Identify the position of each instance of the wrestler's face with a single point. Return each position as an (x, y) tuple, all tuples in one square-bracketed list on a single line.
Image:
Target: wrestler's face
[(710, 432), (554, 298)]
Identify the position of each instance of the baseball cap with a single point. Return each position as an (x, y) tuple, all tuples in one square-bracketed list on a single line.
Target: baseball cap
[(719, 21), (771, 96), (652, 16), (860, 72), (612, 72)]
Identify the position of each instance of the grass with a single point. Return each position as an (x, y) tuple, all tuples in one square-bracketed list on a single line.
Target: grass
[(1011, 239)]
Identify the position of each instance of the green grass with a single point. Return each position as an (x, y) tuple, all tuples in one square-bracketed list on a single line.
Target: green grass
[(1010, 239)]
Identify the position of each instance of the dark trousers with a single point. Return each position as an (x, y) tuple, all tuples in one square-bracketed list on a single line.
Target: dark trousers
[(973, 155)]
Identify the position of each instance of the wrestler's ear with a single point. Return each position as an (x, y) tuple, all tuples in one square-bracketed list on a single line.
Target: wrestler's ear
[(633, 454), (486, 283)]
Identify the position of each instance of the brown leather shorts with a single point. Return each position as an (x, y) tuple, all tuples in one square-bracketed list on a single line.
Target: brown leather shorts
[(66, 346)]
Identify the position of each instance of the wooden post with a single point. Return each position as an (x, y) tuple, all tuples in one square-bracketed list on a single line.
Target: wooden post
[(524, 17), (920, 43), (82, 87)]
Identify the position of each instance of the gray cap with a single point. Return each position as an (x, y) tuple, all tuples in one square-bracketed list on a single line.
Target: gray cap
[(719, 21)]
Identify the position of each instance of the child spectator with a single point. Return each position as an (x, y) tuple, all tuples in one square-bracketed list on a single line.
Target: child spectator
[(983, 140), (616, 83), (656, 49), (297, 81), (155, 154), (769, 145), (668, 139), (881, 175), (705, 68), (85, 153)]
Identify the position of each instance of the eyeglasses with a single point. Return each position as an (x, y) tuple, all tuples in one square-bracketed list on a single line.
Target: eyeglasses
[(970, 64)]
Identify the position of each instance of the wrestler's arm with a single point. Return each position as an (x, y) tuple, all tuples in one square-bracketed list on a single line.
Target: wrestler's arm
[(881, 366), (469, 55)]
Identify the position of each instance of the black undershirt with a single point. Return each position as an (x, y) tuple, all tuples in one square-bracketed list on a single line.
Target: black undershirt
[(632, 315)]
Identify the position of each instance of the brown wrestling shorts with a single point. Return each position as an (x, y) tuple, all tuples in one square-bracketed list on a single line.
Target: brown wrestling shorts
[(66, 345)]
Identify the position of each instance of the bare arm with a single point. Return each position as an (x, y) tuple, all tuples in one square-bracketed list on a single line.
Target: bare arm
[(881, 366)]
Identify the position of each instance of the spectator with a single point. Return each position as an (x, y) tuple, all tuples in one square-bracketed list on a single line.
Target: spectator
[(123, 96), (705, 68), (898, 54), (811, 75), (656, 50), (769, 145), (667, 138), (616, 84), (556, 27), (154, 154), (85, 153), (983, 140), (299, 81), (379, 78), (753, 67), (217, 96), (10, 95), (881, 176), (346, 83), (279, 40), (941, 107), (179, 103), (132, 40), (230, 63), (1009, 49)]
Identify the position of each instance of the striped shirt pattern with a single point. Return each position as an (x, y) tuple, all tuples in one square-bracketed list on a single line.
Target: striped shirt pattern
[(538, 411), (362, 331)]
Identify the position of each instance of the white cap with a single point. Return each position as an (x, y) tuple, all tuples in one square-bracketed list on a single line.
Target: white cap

################

*Job*.
Copy all of the entries above word for word, line by line, without changing anything.

*Exercise solution*.
Identify the position of each instance of the wrestler's face with a single point. Return each position as an (x, y) tuple, all tuples in one square-bracketed list on a single line.
Image:
Target: wrestler's face
[(710, 432), (554, 298)]
Identify the position of each instance of the baseball cap with a single point. Return each position as an (x, y) tuple, all tuples in one square-bracketed list on a single line.
Target: baseball cap
[(719, 21), (771, 96), (652, 16), (860, 72), (612, 72)]
Identify the position of each instance of the grass with a single point. Return each position as an (x, y) tuple, all tuples in one square-bracketed list on a single line.
Target: grass
[(1011, 239)]
Identify the position of each instance of the green grass with a single point. Return each position as an (x, y) tuple, all tuples in one square-bracketed list on a single line.
Target: green grass
[(1010, 239)]
Identify the position of each instance of the dark trousers with a single point. Return each position as an (x, y) tuple, all tuples in one square-bracketed list on a single line.
Target: dark trousers
[(973, 155)]
Identify the position of each instance of the wrestler's ear with a single point. Return each position as an (x, y) tuple, all tuples in one square-bracketed list on a single line.
Target: wrestler's ear
[(633, 454), (486, 283)]
Identify the position of each instance of the brown leather shorts with a single point. Return each position as an (x, y) tuple, all tuples in one square-bracketed list on a single line.
Target: brown leather shorts
[(66, 346)]
Identify the position of each instance of the wooden post with a single point. Return each position as an (x, y) tuple, all tuples in one square-bracketed list on a single line.
Target: wooden post
[(524, 17), (920, 43), (82, 87)]
Identify the position of each instance of the gray cap with a single point. Return each position as an (x, y) tuple, all tuples in one square-bracketed list on a single line.
Target: gray cap
[(719, 21)]
Identify the position of each instance of the child spectator with a single point. Return each position as an (x, y) tuple, all tuples in one square-bracketed list on a single line.
Target: child spectator
[(983, 140), (616, 83), (656, 49), (297, 81), (155, 154), (769, 145), (668, 139), (881, 175), (705, 68), (85, 153)]
Identify the position of each instance of the eyeglasses with a single point. Return each position as an (x, y) tuple, all tuples in one square-bracketed list on a single line.
Target: eyeglasses
[(970, 64)]
Identify the position of each instance of the wrestler's arm with a single point. Return each position as an (x, y) tuple, all tuples in one square-bracketed list on a single line.
Target: wrestler's arm
[(881, 366), (469, 55)]
Identify the position of each instance of the black undershirt with a single point. Return each position as an (x, y) tuple, all tuples in one square-bracketed list on a single line.
Target: black undershirt
[(632, 315)]
Identify the position of each instance of the brown wrestling shorts with a single point. Return each position as an (x, y) tuple, all tuples in one square-bracketed list on a single line.
Target: brown wrestling shorts
[(66, 345)]
Identify the position of each instance of the bare arm with a single point. Return each position as an (x, y) tuple, all tuples in one square-bracketed list on a single line.
Target: bare arm
[(881, 366)]
Identify the position of each instance of the spectator with a single point. Return each position as an (x, y) tuple, all tuples in one square-bracketed list on a single line.
Target: spectator
[(123, 96), (705, 68), (898, 54), (811, 75), (656, 50), (769, 145), (667, 138), (616, 84), (556, 27), (154, 154), (85, 153), (983, 140), (299, 81), (379, 78), (753, 67), (217, 96), (10, 95), (881, 176), (346, 83), (279, 40), (941, 107), (179, 103), (132, 40), (230, 63), (1009, 49)]
Identify the position of each instance of the striped shirt pattern with a single point. Return each position as an (x, y) tuple, all tuples in one square-bracketed list on a single line.
Target: striped shirt pattern
[(538, 411), (362, 331)]
Identify the position of each instance of the white cap with a single point. Return each position as an (x, y) tuple, all tuples in one square-bracketed list on a single line.
Target: white cap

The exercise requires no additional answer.